Source extract:
— Start —
# Normilizer for Peter Green's translation of the Odyssey

Solid and clean copy. Here are some characteristics. 

## Before
- Clean from origin
    * no pagination or other in page marginalia
    * no weid characters in text
    * native digital version (no scan, OCR, etc)
- Separated by books
- Line number every five lines
- Prosody "diacritics":  
    - [] Macron (¯) in long vowels (Ancient Greek quirk)
    - [] Dieresis (¨) in accented/pronounced vowels (Ancient Greek quirk)
    - [] Diacritics, grace and acute (`|´)
    - [] Circumflex (^) in vowels with high and falling pitch (Ancient Greek quirk) 
- Superscripts for footnotes remain
- In `Cleaning`, it was stripped from source indicatorat the end of each book, i.e., footer line: EBSCOhost: eBook Collection (EBSCOhost) printed on 3/7/2025 11:00:14 PM UTC via UNIVERSITAET TUEBINGEN. All use subject to https://www.ebsco.com/terms-of-use.
— End —
Provided data:
— Start —
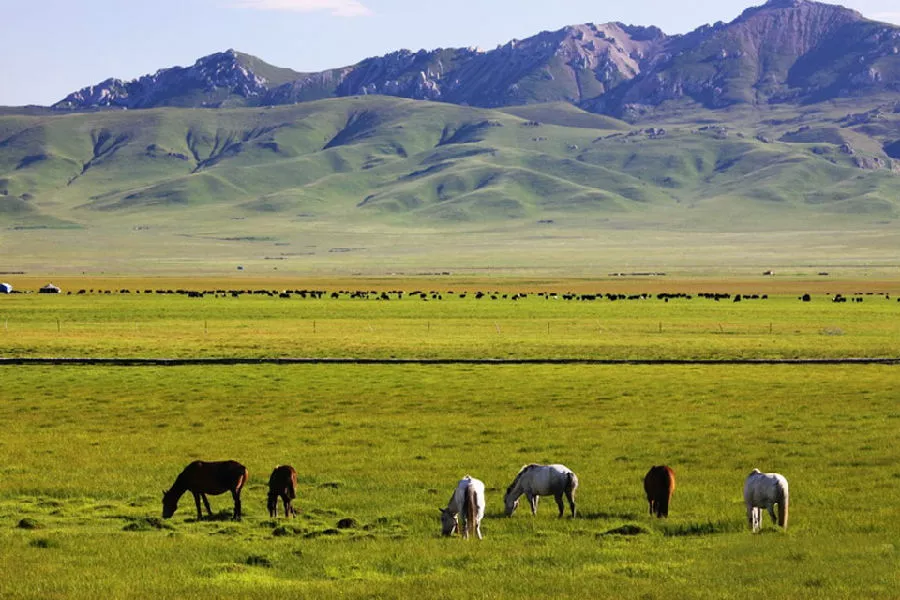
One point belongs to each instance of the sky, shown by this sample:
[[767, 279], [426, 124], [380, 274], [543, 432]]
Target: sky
[[51, 48]]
— End —
Problems to work on:
1. From the Odyssey normalizer notes, reproduce verbatim the stretch from "- Superscripts for" through "subject to https://www.ebsco.com/terms-of-use.".
2. In the Odyssey normalizer notes, how often does a line number appear?

Exercise answers:
1.
- Superscripts for footnotes remain
- In `Cleaning`, it was stripped from source indicatorat the end of each book, i.e., footer line: EBSCOhost: eBook Collection (EBSCOhost) printed on 3/7/2025 11:00:14 PM UTC via UNIVERSITAET TUEBINGEN. All use subject to https://www.ebsco.com/terms-of-use.

2. Every five lines.